WHAT TO WORK ON: From the records below, give the number of lines that contain the string "tier", without any other text.

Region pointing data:
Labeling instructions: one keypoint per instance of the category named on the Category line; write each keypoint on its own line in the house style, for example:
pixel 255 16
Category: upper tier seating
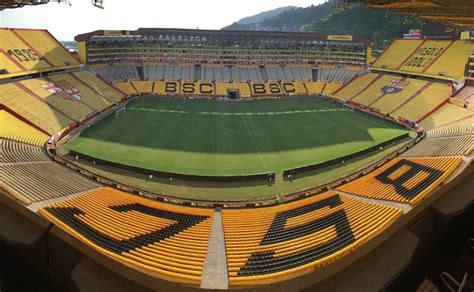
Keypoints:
pixel 53 103
pixel 166 240
pixel 15 129
pixel 53 92
pixel 466 93
pixel 34 109
pixel 11 152
pixel 271 244
pixel 436 58
pixel 26 50
pixel 409 98
pixel 404 180
pixel 207 72
pixel 39 181
pixel 337 74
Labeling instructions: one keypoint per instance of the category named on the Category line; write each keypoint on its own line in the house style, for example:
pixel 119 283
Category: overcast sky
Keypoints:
pixel 65 21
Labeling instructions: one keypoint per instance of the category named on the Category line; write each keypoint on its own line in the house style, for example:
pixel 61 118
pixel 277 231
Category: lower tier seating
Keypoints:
pixel 207 88
pixel 32 108
pixel 404 180
pixel 166 240
pixel 411 99
pixel 99 86
pixel 15 129
pixel 11 152
pixel 272 244
pixel 31 182
pixel 444 146
pixel 448 113
pixel 463 127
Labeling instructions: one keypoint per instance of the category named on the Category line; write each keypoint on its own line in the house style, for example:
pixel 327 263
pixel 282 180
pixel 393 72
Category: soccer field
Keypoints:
pixel 215 138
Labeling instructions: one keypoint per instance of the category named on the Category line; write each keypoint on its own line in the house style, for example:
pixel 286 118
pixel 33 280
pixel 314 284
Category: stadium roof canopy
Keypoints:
pixel 456 12
pixel 20 3
pixel 232 34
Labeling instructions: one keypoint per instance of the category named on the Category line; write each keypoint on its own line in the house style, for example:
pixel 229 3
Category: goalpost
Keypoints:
pixel 119 111
pixel 344 105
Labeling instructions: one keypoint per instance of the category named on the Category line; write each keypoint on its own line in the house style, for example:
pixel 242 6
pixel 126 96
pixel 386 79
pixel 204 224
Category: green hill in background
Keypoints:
pixel 376 25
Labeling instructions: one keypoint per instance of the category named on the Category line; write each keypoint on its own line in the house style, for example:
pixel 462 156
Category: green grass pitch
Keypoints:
pixel 206 137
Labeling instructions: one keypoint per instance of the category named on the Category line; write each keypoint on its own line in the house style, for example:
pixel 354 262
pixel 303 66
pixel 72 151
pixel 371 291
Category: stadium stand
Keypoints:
pixel 33 108
pixel 126 87
pixel 440 59
pixel 47 46
pixel 466 93
pixel 169 241
pixel 81 91
pixel 143 86
pixel 37 181
pixel 404 180
pixel 223 88
pixel 463 127
pixel 281 242
pixel 337 74
pixel 14 129
pixel 397 53
pixel 425 102
pixel 59 94
pixel 28 50
pixel 449 146
pixel 446 114
pixel 11 152
pixel 100 87
pixel 409 98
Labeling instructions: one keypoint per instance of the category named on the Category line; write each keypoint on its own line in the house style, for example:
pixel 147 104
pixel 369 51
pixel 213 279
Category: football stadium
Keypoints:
pixel 166 159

TASK RESPONSE: 2